### PROBLEM DESCRIPTION:
Please return the plan excerpt below on non-assignability and change in control, word for word and in full.

### TEXT TO READ:
--------------------

Section 5.2                                      Non-Assignability.

 

The Participant’s right, or the right of any other person, to the Participant’s Account Balance or any other benefits hereunder cannot be assigned, alienated, sold, garnished, transferred, pledged, or encumbered except by a written designation of beneficiary under this Plan, by written will, or by the laws of descent and distribution.

 

Article 6                                               Change in Control

 

(a)                      With respect to the portion of the Participant’s Account that was “earned and vested” as of December 31, 2004 and earnings thereon (each as determined pursuant to applicable Internal Revenue Service guidance), in the event of a Change in Control of the Company, the Committee may, in its sole discretion, provide that any or none of the following applicable actions be taken as a result, or in anticipation, of any such event to assure fair and equitable treatment of Participants:

 

(i)                          accelerate the Vesting of Deferred Stock Units, or provide for the Payment of Stock or cash pursuant to this Plan;

 



 

(ii)                      make adjustments or modifications to any award of Units, Participant’s Account or election with respect to an Account, any Payment or right to Payment, or any other right of a Participant hereunder, as the Committee deems appropriate to maintain and protect the rights and interests of the Participants following such Change in Control.

 

Any such action approved by the Committee shall be conclusive and binding on the Company and all Participants.

 

(b)                     With respect to the portion of the Participant’s Account that was not “earned and vested” as of December 31, 2004 and earnings thereon, in the event of a Change in Control of the Company, the Committee shall accelerate the Vesting of Deferred Stock Units and provide for the immediate Payment of Stock or cash pursuant to this Plan.  For purposes of this paragraph (b), an event shall be a Change in Control only if it also qualifies as a change in ownership of the Company or a change in the effective control of the Company, each as determined pursuant to Section 409A of the Code.

 

Article 7                                               Administration of the Plan

 

Section 7.1                                      Administration.

--------------------

### SUPPLIED INFORMATION:
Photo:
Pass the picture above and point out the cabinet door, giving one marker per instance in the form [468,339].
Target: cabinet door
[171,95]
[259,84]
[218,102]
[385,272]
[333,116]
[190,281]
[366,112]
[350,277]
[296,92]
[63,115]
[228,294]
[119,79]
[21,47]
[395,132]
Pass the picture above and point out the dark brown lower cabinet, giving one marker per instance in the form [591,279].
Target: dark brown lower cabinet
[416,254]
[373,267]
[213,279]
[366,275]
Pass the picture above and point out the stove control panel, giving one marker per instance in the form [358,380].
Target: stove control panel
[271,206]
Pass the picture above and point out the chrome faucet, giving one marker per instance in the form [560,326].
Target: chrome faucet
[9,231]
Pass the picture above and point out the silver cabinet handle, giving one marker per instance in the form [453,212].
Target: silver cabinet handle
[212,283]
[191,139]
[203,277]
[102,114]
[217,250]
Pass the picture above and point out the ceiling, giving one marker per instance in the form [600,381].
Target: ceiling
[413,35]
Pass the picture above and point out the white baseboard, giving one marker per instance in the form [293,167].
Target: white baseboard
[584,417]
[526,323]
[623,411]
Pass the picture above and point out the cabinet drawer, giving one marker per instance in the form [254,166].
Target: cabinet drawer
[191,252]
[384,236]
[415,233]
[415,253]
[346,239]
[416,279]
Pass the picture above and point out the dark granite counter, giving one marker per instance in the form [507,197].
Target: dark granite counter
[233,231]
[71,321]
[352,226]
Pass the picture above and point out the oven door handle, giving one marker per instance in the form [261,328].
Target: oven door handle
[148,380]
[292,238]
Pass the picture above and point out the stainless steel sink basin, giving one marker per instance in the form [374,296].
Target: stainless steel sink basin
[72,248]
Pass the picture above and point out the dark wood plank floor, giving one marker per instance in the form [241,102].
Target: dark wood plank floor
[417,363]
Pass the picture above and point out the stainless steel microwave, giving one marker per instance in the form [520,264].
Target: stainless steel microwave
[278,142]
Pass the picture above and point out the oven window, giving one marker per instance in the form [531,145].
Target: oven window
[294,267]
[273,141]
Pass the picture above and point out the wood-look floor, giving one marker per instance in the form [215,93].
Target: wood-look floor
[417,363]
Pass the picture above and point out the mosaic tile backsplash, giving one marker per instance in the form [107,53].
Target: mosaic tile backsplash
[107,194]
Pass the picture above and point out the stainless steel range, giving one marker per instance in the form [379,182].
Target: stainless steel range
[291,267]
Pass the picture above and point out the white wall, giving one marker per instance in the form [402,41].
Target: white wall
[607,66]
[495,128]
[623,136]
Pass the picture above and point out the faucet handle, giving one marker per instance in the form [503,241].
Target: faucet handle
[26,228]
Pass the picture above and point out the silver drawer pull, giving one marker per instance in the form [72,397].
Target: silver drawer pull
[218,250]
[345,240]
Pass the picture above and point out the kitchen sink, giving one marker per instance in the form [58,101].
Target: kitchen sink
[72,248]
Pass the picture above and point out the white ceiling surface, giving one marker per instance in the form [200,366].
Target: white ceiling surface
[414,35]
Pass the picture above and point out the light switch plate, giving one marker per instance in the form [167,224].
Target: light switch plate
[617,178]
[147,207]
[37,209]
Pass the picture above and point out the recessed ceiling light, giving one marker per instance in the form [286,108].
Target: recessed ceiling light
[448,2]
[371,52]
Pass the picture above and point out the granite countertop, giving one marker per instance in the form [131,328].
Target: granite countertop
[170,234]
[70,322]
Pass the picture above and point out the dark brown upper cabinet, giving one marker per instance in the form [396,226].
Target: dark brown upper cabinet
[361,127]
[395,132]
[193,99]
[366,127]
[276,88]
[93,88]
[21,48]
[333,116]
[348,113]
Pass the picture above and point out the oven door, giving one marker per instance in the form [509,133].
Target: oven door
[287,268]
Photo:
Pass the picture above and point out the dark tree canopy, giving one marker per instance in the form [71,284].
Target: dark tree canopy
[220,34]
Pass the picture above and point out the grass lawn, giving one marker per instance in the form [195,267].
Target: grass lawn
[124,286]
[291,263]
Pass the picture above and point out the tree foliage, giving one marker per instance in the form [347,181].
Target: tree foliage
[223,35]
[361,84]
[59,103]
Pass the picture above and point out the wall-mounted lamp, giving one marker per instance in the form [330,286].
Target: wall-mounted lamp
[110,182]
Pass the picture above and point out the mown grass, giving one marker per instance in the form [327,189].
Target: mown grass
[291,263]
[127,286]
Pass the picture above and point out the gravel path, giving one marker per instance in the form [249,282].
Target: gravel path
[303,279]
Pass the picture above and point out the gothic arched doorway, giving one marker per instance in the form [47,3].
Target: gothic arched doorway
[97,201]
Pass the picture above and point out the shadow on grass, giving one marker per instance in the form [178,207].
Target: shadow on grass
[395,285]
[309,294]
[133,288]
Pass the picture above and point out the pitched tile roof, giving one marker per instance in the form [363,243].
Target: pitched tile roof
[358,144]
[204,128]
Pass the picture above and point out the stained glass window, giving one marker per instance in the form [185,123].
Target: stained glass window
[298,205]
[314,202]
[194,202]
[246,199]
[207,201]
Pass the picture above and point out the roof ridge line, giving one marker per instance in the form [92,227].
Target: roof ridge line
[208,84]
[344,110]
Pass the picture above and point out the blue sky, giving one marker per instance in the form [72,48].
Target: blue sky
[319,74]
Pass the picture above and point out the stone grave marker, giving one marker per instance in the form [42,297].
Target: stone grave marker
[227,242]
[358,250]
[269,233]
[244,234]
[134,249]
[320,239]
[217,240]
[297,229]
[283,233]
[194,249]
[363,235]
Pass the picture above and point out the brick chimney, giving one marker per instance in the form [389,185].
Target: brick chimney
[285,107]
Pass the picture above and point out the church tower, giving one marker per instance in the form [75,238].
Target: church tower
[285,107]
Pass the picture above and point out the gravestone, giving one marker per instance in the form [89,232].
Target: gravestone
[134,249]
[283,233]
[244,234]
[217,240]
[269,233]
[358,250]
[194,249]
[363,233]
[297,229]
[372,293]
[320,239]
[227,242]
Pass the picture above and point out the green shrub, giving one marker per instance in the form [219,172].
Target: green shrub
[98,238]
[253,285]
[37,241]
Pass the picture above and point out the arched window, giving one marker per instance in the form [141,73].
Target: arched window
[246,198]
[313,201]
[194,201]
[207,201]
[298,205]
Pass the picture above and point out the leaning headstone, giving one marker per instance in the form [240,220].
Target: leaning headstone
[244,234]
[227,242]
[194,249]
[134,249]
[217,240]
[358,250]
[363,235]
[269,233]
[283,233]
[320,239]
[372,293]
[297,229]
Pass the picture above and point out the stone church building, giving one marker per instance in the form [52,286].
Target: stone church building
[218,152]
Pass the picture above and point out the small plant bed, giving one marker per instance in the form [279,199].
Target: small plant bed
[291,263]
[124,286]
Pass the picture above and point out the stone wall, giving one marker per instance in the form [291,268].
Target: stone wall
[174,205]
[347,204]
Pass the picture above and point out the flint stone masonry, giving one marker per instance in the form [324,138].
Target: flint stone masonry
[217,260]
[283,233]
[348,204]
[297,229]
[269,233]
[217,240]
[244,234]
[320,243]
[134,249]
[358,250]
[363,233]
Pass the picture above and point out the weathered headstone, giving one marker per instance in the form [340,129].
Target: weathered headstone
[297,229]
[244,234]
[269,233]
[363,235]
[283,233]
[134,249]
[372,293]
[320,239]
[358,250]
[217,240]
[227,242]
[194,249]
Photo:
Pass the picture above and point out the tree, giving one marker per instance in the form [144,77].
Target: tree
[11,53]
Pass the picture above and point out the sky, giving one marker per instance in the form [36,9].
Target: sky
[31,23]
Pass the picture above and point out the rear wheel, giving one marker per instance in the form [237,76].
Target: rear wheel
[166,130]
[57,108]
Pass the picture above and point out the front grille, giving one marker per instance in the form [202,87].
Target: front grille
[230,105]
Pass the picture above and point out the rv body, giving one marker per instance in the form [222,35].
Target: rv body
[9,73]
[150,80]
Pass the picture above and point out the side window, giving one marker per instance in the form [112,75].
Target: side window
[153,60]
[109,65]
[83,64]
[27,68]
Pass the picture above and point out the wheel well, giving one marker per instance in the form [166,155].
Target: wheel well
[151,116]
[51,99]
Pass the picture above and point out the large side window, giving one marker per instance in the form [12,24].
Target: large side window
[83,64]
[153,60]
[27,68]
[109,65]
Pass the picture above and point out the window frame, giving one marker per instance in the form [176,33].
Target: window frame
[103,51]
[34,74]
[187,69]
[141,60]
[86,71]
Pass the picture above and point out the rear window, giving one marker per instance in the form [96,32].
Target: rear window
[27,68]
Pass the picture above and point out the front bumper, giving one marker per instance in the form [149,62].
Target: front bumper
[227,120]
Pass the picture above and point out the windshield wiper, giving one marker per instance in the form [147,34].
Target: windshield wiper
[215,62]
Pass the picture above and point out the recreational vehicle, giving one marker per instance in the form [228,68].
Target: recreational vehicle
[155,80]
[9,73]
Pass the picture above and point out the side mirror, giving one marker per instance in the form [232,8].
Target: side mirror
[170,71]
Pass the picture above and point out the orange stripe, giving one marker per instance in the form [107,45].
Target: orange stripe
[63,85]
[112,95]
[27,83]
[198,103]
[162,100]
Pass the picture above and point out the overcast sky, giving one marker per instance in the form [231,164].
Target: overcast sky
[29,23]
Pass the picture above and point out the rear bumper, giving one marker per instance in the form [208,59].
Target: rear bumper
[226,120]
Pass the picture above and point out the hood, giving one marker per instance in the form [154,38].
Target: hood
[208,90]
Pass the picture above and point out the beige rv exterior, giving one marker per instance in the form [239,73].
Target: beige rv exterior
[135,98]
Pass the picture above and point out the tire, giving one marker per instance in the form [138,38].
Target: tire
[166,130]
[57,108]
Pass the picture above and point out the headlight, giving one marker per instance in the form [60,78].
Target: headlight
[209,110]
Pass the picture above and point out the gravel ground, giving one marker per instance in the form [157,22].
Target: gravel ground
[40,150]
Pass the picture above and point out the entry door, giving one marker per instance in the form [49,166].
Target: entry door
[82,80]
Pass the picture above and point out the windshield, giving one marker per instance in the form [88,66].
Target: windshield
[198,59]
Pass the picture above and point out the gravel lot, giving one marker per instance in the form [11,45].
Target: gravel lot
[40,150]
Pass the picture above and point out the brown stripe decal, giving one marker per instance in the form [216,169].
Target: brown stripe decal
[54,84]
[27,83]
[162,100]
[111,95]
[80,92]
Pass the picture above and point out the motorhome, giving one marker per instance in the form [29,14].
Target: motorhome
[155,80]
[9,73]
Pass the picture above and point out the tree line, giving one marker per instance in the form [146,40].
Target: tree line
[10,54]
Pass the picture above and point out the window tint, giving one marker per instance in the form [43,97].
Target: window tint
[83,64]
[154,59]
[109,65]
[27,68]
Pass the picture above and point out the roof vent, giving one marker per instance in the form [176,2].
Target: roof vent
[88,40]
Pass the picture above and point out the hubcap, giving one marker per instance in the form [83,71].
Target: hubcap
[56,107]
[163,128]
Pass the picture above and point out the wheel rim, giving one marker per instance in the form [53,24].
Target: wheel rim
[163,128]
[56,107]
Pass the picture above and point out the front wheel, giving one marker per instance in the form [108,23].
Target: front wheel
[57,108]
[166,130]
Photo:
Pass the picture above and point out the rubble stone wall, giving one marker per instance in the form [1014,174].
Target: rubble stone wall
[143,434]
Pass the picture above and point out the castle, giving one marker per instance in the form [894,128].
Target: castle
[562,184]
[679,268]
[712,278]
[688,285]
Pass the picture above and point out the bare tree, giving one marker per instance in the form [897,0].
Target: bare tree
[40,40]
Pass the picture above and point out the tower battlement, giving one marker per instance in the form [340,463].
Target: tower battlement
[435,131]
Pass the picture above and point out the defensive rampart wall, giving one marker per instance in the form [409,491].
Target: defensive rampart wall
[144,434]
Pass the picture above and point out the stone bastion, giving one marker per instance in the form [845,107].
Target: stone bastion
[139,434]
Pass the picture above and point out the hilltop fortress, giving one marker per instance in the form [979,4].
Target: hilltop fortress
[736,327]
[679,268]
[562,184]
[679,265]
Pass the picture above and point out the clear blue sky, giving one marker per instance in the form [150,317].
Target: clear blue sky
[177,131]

--------------------

### FINAL RESULT:
Section 5.2                                      Non-Assignability.

 

The Participant’s right, or the right of any other person, to the Participant’s Account Balance or any other benefits hereunder cannot be assigned, alienated, sold, garnished, transferred, pledged, or encumbered except by a written designation of beneficiary under this Plan, by written will, or by the laws of descent and distribution.

 

Article 6                                               Change in Control

 

(a)                      With respect to the portion of the Participant’s Account that was “earned and vested” as of December 31, 2004 and earnings thereon (each as determined pursuant to applicable Internal Revenue Service guidance), in the event of a Change in Control of the Company, the Committee may, in its sole discretion, provide that any or none of the following applicable actions be taken as a result, or in anticipation, of any such event to assure fair and equitable treatment of Participants:

 

(i)                          accelerate the Vesting of Deferred Stock Units, or provide for the Payment of Stock or cash pursuant to this Plan;

 



 

(ii)                      make adjustments or modifications to any award of Units, Participant’s Account or election with respect to an Account, any Payment or right to Payment, or any other right of a Participant hereunder, as the Committee deems appropriate to maintain and protect the rights and interests of the Participants following such Change in Control.

 

Any such action approved by the Committee shall be conclusive and binding on the Company and all Participants.

 

(b)                     With respect to the portion of the Participant’s Account that was not “earned and vested” as of December 31, 2004 and earnings thereon, in the event of a Change in Control of the Company, the Committee shall accelerate the Vesting of Deferred Stock Units and provide for the immediate Payment of Stock or cash pursuant to this Plan.  For purposes of this paragraph (b), an event shall be a Change in Control only if it also qualifies as a change in ownership of the Company or a change in the effective control of the Company, each as determined pursuant to Section 409A of the Code.

 

Article 7                                               Administration of the Plan

 

Section 7.1                                      Administration.